● Task requirements:
1. In the houseboat thread, list the username of every person who posted.
2. According to the houseboat thread, why does Try'n Hard think the boat is "either on the river or in the river"? Answer in one to three sentences.
3. In the houseboat thread, what reward does the owner offer for information leading to the boat's recovery?

● Source excerpt:
-- -- --
# Houseboat stolen



## katfishking (Jun 25, 2008)

This is my houseboat that was stolen. from Chumuckla Landing, Escambia River, Jay, Florida. It was taken sometime within the last 2 months.When I was out of state working. Please PM me if anyone knows who stole it or where it is, $1,000.00 Reward offered for information leading to its recovery. That's pretty darn sorry that someone will steal a persons houseboat that they worked very hard to buy.


----------



## Loruna (Aug 3, 2013)

That sucks, sorry for your loss.
What the hell is someone going to do with a stolen houseboat, it's not like they can sell it on craigslist.


----------



## Justin618 (Aug 18, 2013)

Seriously? A houseboat? Like really...come on now. People really are brave and stupid.

It is a sweet houseboat though. Id like something like that, but I wouldn't steal yours.


----------



## ChileRelleno (Jul 7, 2012)

Park it up a slough and cook meth, then burn and/or sink it.
Live, camp, poach, hide out... Plenty of places to stick a houseboat and never or very rarely be seen.


----------



## Jason (Oct 2, 2007)

Hope you are able to get it back...who'd ya file it with? FWC or SRSO??? Or was it on ECSO side?


----------



## Donut slayer (Jan 16, 2009)

Gotta be on the river somewhere. Cant be too many places to hide a houseboat of that size. Unless they made a reef out of it. There are some pretty deep holes up there. The one at the mouth of mystic springs comes to mind.


----------



## WhyMe (Apr 21, 2013)

If I was to start looking for your stolen houseboat, it would be on the water.

Dude that's sucks big time. You have insurance?

WhyMe 
Mako my Dayo


----------



## Try'n Hard (Oct 23, 2008)

Donut slayer said:


> Gotta be on the river somewhere. Cant be too many places to hide a houseboat of that size. Unless they made a reef out of it. There are some pretty deep holes up there. The one at the mouth of mystic springs comes to mind.


That looks a lot like the one at mystic springs. It's either on the river or in the river. No way that thing got trailered out. Did it have a motor?
-- -- --
● Records shown:
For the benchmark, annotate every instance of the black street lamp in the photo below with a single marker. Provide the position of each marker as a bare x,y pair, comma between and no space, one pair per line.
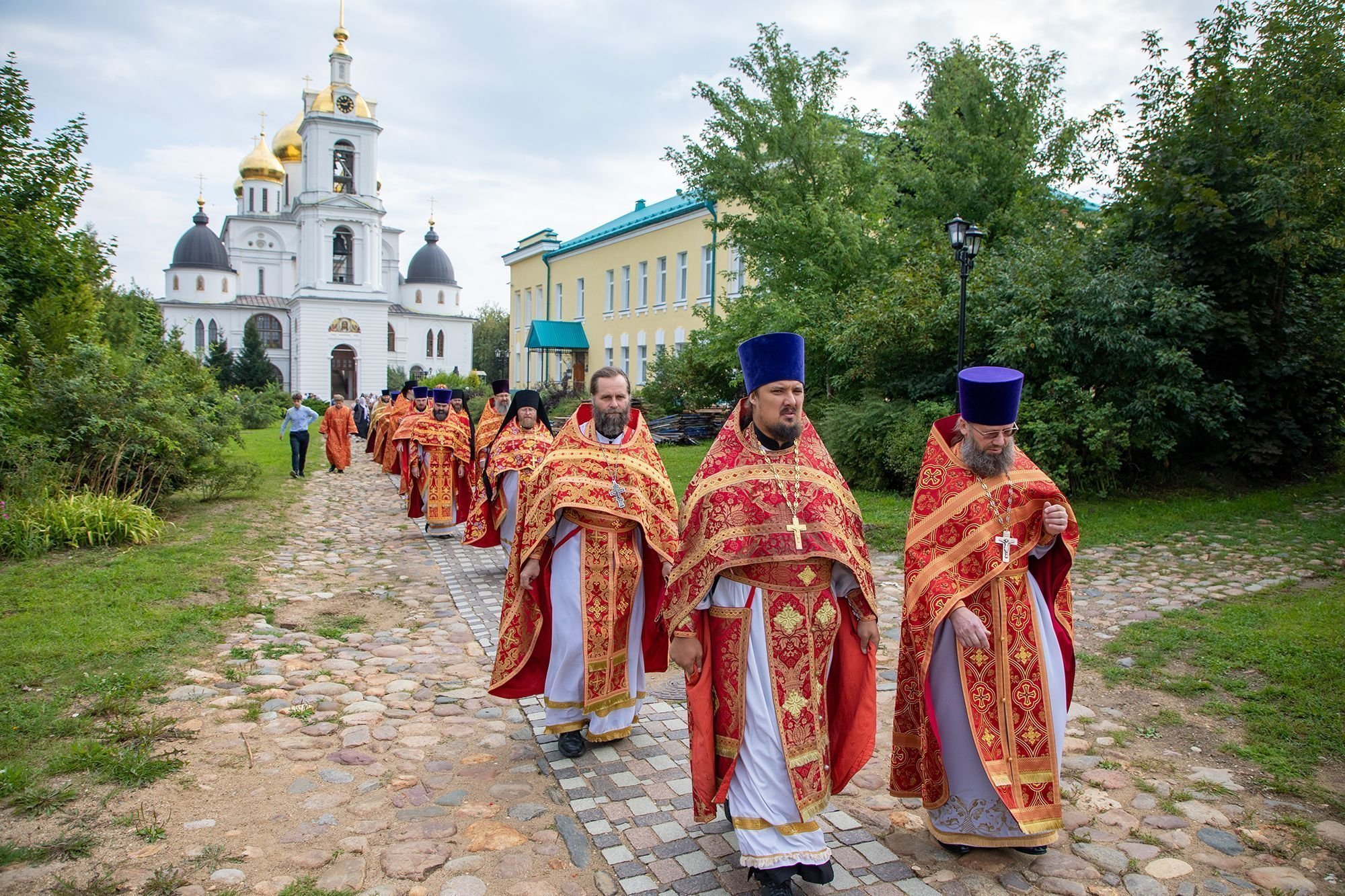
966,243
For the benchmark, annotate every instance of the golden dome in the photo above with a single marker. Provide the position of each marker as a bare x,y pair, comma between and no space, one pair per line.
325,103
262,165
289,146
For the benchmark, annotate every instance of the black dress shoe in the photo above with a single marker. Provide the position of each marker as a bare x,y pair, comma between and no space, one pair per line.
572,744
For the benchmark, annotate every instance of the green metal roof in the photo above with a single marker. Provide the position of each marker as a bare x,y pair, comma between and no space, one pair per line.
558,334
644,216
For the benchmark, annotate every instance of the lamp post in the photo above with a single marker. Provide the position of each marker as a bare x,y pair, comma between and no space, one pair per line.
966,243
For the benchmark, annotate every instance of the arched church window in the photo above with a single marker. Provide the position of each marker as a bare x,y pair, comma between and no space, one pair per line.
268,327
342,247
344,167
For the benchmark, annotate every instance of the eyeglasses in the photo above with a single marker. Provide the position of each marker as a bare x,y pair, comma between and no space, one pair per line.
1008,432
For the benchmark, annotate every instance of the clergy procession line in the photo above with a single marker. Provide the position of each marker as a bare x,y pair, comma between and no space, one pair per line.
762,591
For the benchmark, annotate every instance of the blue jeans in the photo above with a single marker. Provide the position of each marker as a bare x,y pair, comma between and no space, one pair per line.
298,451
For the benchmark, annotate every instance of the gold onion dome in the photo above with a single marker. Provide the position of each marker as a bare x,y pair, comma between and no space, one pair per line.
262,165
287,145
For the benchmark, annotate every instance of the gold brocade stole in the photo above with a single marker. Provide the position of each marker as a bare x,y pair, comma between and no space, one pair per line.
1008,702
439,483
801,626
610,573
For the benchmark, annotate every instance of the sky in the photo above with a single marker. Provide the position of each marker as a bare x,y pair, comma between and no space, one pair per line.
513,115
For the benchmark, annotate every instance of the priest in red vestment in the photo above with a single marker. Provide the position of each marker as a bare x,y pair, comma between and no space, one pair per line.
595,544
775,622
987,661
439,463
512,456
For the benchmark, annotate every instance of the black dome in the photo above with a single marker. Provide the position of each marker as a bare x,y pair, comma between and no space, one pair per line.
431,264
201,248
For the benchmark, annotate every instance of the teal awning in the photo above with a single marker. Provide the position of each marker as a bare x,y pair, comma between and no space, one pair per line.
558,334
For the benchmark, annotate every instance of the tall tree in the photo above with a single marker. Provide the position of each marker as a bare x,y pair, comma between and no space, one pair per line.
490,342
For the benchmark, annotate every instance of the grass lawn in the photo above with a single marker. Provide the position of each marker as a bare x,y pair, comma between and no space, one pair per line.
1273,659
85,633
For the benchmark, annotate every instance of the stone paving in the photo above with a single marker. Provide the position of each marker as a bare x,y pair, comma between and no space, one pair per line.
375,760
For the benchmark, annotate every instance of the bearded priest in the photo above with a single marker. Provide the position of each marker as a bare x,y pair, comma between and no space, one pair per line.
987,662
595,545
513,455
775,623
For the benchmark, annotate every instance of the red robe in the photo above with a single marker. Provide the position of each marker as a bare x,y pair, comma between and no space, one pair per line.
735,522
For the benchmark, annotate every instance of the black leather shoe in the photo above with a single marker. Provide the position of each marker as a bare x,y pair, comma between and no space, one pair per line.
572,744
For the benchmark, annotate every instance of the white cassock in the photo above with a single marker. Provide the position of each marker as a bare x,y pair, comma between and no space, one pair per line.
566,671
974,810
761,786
-- -- --
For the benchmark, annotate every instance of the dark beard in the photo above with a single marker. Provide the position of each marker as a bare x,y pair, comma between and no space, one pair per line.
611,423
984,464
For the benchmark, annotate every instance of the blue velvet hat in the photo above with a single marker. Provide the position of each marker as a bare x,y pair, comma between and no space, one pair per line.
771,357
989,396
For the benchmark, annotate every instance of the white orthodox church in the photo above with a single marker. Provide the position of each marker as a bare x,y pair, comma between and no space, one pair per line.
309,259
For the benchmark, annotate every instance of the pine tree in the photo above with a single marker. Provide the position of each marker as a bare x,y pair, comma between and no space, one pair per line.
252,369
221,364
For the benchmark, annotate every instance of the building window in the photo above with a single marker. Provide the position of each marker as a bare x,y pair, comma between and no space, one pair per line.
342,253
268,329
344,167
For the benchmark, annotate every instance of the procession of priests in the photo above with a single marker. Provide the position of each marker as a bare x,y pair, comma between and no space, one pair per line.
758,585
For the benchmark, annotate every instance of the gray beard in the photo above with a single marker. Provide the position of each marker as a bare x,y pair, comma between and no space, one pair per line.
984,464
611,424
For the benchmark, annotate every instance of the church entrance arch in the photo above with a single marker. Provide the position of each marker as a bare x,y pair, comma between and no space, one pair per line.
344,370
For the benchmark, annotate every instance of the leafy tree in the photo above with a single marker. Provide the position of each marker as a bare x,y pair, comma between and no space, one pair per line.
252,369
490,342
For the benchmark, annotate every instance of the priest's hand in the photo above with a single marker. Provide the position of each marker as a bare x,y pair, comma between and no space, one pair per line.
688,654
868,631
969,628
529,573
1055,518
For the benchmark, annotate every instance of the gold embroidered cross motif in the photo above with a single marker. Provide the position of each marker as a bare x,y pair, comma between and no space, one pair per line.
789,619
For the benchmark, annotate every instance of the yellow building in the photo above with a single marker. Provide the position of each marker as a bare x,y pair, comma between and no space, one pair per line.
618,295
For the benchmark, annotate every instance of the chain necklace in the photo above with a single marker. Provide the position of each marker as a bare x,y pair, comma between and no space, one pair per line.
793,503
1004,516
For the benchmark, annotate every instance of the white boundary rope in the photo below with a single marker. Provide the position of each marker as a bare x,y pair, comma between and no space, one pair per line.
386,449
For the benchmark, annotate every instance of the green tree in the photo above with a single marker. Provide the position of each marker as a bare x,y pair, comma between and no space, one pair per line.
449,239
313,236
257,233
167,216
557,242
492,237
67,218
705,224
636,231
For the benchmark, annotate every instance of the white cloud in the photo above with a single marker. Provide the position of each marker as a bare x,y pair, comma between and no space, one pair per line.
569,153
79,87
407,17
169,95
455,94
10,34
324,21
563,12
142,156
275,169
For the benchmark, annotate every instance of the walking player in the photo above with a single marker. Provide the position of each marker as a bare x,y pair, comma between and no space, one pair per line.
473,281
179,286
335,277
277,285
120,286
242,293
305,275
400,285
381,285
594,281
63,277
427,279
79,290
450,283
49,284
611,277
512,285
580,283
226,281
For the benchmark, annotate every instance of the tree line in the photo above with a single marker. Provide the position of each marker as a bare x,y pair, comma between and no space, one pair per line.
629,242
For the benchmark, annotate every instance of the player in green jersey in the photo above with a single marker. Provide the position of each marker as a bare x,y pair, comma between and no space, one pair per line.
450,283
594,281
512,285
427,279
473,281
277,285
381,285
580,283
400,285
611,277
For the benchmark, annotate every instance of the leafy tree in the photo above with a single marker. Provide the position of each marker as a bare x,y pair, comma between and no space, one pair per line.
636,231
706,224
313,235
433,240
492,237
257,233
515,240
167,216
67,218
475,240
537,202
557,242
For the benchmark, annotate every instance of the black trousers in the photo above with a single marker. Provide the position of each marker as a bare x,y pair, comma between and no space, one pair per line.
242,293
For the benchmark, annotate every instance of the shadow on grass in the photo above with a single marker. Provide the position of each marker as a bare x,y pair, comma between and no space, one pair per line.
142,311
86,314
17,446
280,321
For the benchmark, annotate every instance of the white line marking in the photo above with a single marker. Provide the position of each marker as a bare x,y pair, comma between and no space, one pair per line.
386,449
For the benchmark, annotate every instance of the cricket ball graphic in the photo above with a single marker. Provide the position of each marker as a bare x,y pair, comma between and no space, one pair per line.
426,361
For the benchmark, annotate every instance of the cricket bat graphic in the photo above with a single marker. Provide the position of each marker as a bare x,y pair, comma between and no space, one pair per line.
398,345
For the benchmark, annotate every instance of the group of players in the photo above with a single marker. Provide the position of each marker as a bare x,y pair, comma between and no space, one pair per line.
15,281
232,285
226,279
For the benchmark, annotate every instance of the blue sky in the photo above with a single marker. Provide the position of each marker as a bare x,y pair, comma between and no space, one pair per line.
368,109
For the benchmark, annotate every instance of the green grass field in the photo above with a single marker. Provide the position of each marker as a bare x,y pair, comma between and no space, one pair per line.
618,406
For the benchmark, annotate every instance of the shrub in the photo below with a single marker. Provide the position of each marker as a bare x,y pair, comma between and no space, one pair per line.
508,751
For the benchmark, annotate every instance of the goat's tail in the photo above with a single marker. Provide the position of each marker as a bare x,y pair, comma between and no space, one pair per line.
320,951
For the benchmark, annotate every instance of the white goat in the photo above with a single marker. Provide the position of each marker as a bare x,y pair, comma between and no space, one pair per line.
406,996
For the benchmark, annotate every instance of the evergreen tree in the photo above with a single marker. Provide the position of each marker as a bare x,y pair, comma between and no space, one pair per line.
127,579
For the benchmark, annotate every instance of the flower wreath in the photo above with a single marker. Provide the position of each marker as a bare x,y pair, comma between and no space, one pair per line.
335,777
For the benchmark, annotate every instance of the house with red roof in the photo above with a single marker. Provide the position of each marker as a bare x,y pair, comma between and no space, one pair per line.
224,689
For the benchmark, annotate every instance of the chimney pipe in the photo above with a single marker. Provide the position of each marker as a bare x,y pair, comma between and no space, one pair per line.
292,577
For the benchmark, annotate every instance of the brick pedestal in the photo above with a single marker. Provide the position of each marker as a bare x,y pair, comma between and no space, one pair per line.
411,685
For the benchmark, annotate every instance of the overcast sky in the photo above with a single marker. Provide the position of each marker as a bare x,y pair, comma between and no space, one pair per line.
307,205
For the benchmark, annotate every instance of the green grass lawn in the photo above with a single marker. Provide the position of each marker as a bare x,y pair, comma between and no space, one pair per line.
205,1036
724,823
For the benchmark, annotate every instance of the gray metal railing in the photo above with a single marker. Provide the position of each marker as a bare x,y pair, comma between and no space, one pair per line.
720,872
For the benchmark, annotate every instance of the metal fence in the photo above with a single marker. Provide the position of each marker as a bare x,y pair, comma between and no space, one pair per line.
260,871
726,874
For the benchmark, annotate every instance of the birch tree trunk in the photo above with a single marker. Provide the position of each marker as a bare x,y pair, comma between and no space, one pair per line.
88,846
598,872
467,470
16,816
-- -- --
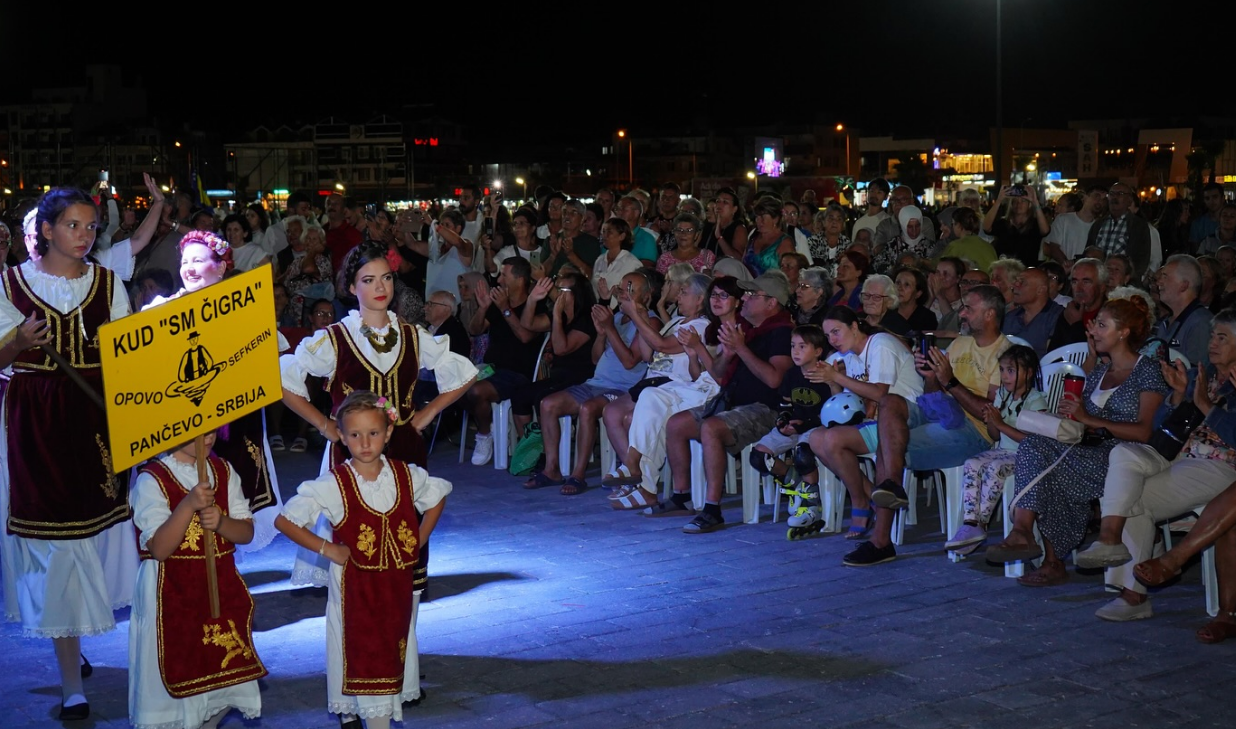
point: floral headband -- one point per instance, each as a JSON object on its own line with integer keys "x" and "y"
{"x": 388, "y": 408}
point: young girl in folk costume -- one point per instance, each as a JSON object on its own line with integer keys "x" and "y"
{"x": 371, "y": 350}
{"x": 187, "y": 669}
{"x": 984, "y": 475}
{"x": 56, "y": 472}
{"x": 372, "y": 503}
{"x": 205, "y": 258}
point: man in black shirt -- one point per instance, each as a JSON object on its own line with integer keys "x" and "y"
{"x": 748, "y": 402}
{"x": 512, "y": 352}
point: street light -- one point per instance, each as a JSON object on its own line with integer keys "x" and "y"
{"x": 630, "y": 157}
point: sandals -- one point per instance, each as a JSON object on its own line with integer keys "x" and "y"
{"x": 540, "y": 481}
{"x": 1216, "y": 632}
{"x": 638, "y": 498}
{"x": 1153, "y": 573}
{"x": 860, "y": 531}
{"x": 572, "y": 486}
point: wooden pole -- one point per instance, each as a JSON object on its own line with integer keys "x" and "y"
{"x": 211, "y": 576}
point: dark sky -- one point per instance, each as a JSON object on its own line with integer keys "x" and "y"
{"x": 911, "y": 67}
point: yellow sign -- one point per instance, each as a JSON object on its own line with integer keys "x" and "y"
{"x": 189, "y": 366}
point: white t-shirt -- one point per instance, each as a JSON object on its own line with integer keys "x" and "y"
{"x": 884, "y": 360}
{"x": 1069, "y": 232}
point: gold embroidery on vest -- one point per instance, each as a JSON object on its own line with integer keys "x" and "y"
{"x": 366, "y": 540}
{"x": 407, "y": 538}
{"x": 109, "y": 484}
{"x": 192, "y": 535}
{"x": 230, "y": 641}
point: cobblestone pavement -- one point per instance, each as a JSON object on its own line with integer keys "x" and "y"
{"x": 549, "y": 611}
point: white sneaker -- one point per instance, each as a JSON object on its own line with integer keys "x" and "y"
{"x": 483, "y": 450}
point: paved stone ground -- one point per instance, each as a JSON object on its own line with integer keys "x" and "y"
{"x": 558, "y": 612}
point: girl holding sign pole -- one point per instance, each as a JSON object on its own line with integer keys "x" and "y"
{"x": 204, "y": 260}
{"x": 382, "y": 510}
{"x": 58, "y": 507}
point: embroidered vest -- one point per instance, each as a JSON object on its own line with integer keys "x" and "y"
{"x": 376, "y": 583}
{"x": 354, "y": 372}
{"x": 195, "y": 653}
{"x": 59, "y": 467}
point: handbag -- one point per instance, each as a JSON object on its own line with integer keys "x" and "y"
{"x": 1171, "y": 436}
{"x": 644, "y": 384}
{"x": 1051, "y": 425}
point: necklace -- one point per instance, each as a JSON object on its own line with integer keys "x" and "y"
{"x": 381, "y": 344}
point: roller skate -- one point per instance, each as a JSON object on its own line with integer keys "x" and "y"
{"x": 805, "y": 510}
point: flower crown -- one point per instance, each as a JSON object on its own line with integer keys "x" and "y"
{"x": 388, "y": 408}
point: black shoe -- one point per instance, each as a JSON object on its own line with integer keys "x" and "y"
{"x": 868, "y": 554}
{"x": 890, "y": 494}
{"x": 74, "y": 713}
-- -- --
● Expected outputs:
1. katfishking, Loruna, Justin618, ChileRelleno, Jason, Donut slayer, WhyMe, Try'n Hard

2. Try'n Hard thinks there is no way the houseboat was trailered out. It must therefore still be on the river or sunk in it.

3. $1,000.00